判断记录是否存在然后选择是插入还是更新

mysql9年前 (2017)发布 admin

490 0 0

安装方式：命令行下执行
pip install DBUtils
PooledDB的参数：
1. mincached，最少的空闲连接数，如果空闲连接数小于这个数，pool会创建一个新的连接
2. maxcached，最大的空闲连接数，如果空闲连接数大于这个数，pool会关闭空闲连接
3. maxconnections，最大的连接数，
4. blocking，当连接数达到最大的连接数时，在请求连接的时候，如果这个值是True，请求连接的程序会一直等待，直到当前连接数小于最大连接数，如果这个值是False，会报错，
5. maxshared 当连接数达到这个数，新请求的连接会分享已经分配出去的连接

在uwsgi中，每个http请求都会分发给一个进程，连接池中配置的连接数都是一个进程为单位的（即上面的最大连接数，都是在一个进程中的连接数），而如果业务中，一个http请求中需要的sql连接数不是很多的话（其实大多数都只需要创建一个连接），配置的连接数配置都不需要太大。
连接池对性能的提升表现在：
1.在程序创建连接的时候，可以从一个空闲的连接中获取，不需要重新初始化连接，提升获取连接的速度
2.关闭连接的时候，把连接放回连接池，而不是真正的关闭，所以可以减少频繁地打开和关闭连接
以上来自http://www.cnblogs.com/Xjng/p/3437694.html

#-*-coding:utf-8-*-
import urllib.request
from bs4 import BeautifulSoup
import MySQLdb
import datetime
import re
import urllib.request as urlreq
from urllib import error
from DBUtils.PooledDB import PooledDB #数据库连接池
pool = PooledDB(MySQLdb,5,host='192.168.253.138',user='chi_na_cn',passwd='3ZpKnZWBwN',db='chi_na_cn',port=3306) #5为连接池里的最少

url_text = "/forum.php?mod=viewthread&tid=307931&extra=page%3D1&mobile=2"
url_list = "/forum.php?mod=forumdisplay&fid=43&page=2&mobile=2"
url=url_list
def getPage(url):
    '''url:目标网址URL
    return：HTML文档
    模拟手机浏览器
    '''
    try:
        headers = {'User-Agent':'Mozilla/5.0 (Linux; Android 6.0; Nexus 5 Build/MRA58N) AppleWebKit/537.36 (KHTML, like Gecko) Chrome/61.0.3163.100 Mobile Safari/537.36'}
        req = urlreq.Request(url,headers=headers)
        html = urlreq.urlopen(req).read().decode('utf-8')
        return html
    except urlreq.HTTPError as e:
        return None
        #print(e)
********
练习任务:
a. 请将引文中以“url=url_list”开头、一直到“req = urlreq.Request(url,headers=headers)”为止的部分原样复述。
b. 判断以下三项陈述是否与引文相符，逐项回答“是”或“否”，并原文引用作为判断依据的语句：(i) maxcached 指最大的空闲连接数；(ii) blocking 的值为 False 时，请求连接的程序会一直等待；(iii) 连接池中配置的连接数以一个线程为单位。
所附材料与引文内容并无关联。

给定资料:
********
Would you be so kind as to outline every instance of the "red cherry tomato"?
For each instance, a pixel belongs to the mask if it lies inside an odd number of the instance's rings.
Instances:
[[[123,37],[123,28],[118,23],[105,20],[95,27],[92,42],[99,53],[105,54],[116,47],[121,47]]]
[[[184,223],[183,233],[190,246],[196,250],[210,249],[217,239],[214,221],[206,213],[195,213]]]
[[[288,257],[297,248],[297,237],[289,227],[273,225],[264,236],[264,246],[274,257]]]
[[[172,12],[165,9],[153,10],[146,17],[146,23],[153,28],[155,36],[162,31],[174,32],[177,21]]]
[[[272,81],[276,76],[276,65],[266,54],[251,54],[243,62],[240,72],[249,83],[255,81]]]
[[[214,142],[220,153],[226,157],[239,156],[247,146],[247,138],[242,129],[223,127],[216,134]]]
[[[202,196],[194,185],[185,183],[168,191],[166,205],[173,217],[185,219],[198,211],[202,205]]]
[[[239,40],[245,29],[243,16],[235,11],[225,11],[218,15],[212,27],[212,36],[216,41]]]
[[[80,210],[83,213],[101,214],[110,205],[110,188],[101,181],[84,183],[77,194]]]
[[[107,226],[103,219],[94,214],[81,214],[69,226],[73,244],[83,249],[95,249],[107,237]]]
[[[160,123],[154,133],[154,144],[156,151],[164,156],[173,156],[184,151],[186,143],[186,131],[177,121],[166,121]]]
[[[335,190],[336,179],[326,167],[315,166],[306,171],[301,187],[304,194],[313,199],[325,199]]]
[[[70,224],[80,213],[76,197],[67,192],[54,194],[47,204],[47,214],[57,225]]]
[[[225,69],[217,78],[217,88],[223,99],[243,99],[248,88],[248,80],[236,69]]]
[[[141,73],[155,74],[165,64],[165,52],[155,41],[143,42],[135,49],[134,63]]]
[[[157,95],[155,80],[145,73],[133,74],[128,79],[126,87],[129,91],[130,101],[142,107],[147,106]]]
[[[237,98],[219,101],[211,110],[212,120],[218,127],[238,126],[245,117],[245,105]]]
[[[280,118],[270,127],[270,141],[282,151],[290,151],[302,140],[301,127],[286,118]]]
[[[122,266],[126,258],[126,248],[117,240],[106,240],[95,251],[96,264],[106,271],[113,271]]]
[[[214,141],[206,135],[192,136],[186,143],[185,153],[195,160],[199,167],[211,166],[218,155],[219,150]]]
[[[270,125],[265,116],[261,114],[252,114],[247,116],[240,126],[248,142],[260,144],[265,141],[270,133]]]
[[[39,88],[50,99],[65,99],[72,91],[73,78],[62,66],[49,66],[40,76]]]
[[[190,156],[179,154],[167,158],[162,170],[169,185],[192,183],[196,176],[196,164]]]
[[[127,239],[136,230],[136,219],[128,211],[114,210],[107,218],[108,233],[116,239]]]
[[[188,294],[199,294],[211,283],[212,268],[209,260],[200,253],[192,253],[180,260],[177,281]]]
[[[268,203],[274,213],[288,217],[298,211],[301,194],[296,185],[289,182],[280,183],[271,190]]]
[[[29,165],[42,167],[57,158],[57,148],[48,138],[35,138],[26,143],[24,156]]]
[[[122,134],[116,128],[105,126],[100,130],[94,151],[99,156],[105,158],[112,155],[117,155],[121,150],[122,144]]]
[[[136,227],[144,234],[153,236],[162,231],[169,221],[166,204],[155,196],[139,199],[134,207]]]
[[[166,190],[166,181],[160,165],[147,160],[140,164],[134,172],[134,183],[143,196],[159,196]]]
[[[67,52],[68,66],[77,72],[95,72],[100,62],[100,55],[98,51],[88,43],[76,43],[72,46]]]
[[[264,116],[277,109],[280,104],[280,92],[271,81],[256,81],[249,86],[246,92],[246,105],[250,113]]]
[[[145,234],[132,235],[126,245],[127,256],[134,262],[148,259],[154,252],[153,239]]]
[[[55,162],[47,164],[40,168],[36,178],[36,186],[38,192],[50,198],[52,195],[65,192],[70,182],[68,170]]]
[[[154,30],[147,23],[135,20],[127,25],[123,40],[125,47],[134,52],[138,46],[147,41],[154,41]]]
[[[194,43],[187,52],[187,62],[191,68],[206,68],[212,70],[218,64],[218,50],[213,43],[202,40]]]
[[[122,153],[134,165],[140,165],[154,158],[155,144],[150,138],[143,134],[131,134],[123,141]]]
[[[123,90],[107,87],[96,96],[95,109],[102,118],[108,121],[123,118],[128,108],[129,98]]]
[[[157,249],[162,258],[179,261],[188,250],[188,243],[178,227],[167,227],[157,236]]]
********
答案列表:
a.
url=url_list
def getPage(url):
    '''url:目标网址URL
    return：HTML文档
    模拟手机浏览器
    '''
    try:
        headers = {'User-Agent':'Mozilla/5.0 (Linux; Android 6.0; Nexus 5 Build/MRA58N) AppleWebKit/537.36 (KHTML, like Gecko) Chrome/61.0.3163.100 Mobile Safari/537.36'}
        req = urlreq.Request(url,headers=headers)

b.
(i) 是。“maxcached，最大的空闲连接数”
(ii) 否。“如果这个值是False，会报错”
(iii) 否。“连接池中配置的连接数都是一个进程为单位的”